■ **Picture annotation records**
+ + + + +
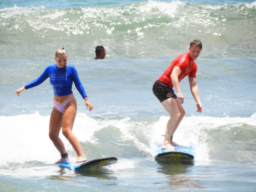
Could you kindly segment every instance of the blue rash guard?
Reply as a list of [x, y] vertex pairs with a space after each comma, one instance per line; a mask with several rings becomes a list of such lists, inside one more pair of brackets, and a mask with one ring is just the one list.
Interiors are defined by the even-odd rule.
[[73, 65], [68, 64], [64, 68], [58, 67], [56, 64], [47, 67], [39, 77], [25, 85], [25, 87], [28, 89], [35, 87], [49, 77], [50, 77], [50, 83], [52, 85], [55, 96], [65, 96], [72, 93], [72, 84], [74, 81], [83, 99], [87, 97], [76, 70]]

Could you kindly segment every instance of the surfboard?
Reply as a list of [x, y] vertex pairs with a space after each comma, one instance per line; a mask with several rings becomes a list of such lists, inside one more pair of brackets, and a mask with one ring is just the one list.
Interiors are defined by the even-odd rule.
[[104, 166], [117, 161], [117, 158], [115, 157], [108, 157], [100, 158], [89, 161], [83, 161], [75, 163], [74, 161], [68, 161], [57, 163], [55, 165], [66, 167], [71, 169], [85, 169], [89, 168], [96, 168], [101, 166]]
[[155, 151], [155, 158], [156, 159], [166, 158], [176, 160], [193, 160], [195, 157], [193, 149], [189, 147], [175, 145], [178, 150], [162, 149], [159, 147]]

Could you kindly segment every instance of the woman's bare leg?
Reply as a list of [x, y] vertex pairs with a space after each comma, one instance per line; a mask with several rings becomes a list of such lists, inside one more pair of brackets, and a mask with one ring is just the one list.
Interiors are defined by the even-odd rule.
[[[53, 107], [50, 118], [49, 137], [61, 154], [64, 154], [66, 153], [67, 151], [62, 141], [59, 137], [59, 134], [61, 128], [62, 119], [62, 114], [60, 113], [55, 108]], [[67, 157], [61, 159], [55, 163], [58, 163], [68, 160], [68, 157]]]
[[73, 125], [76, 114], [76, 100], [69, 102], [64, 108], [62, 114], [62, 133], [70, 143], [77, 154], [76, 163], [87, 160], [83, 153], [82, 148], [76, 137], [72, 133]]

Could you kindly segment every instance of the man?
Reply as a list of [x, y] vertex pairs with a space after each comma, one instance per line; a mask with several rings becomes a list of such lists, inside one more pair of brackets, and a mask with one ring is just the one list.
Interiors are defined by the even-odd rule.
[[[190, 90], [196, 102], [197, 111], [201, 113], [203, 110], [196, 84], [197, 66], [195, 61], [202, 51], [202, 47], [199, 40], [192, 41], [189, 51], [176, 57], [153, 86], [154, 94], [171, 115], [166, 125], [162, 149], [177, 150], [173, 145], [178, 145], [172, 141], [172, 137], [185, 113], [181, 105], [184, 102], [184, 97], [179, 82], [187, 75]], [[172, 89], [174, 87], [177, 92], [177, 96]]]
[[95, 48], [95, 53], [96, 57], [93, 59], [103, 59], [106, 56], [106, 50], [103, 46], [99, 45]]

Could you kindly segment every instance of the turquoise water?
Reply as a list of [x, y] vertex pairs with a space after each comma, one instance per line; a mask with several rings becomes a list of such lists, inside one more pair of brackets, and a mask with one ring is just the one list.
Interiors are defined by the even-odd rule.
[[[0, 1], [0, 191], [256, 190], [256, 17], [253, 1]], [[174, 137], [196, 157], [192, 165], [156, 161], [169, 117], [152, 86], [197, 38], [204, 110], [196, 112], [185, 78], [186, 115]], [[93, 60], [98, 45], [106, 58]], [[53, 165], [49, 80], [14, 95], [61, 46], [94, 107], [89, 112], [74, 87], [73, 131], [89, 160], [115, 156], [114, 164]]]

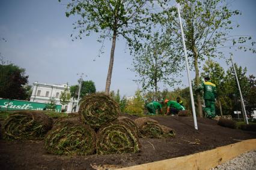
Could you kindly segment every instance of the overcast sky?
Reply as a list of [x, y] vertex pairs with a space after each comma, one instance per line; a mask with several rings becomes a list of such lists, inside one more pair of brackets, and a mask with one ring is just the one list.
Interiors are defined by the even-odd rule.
+ + + + +
■ **PROBLEM**
Resize the lines that start with the line containing "Could you kindly segment every instance of the surfboard?" and end with the line containing "46], [99, 45]]", both of these included, and reproduce them in full with their requests. Multiply each vertex coordinate in the answers by 1.1 and round it to a whole number, rounding halves up.

■ **ANSWER**
Could you kindly segment every instance of the surfboard?
Reply as a list of [x, y] vertex pairs with a space after each comma, one instance per line; a mask with several rings becomes a list of such lists, inside one more pair of brackets, and a mask with one ring is just the one list.
Interiors are defined by the even-odd rule.
[[114, 183], [129, 177], [129, 174], [127, 173], [119, 173], [110, 174], [98, 177], [91, 177], [83, 179], [81, 177], [75, 177], [63, 179], [61, 182], [73, 184], [78, 186], [94, 186], [98, 185], [106, 185], [111, 183]]
[[171, 166], [171, 174], [172, 175], [183, 174], [194, 176], [212, 176], [215, 173], [212, 164], [208, 162], [193, 160], [196, 165], [178, 164], [175, 162]]

Could you kindly segment every instance of the woman's bare leg?
Reply as a list of [x, y] vertex pairs with a space after each comma, one instance per line; a mask with several rings becomes a list of such lists, inside one more pair of brackets, and a mask with one ring is just the one list.
Interiors are defined by the even-odd rule.
[[[58, 118], [55, 130], [54, 151], [67, 169], [70, 169], [73, 168], [74, 166], [68, 155], [65, 151], [65, 147], [67, 141], [68, 131], [68, 125], [66, 124], [61, 119]], [[74, 173], [67, 175], [61, 179], [64, 179], [75, 176], [75, 173]]]
[[80, 138], [84, 125], [84, 110], [76, 112], [70, 119], [68, 125], [68, 146], [77, 157], [85, 169], [84, 179], [96, 176], [91, 168], [90, 163], [84, 151], [79, 146]]

Could you kindly segment every instance of the man?
Reply as a list of [x, y] vertex pairs with a space after each comma, one instance per line; a mask with several rings becomes a list of such lists, inside one more pair of brackets, and a mask with one ring is just the one list.
Interiors are defined by the even-odd rule.
[[[209, 99], [216, 112], [217, 122], [221, 124], [223, 121], [216, 92], [217, 73], [215, 67], [222, 56], [222, 52], [219, 44], [211, 45], [208, 56], [194, 63], [168, 95], [169, 103], [188, 127], [183, 138], [178, 164], [195, 165], [190, 160], [196, 160], [189, 155], [189, 151], [204, 124], [199, 116], [202, 112], [202, 107], [197, 90], [206, 83]], [[189, 98], [191, 96], [195, 101], [195, 106]]]
[[105, 53], [105, 58], [106, 63], [102, 65], [113, 65], [117, 62], [117, 55], [113, 51], [109, 50]]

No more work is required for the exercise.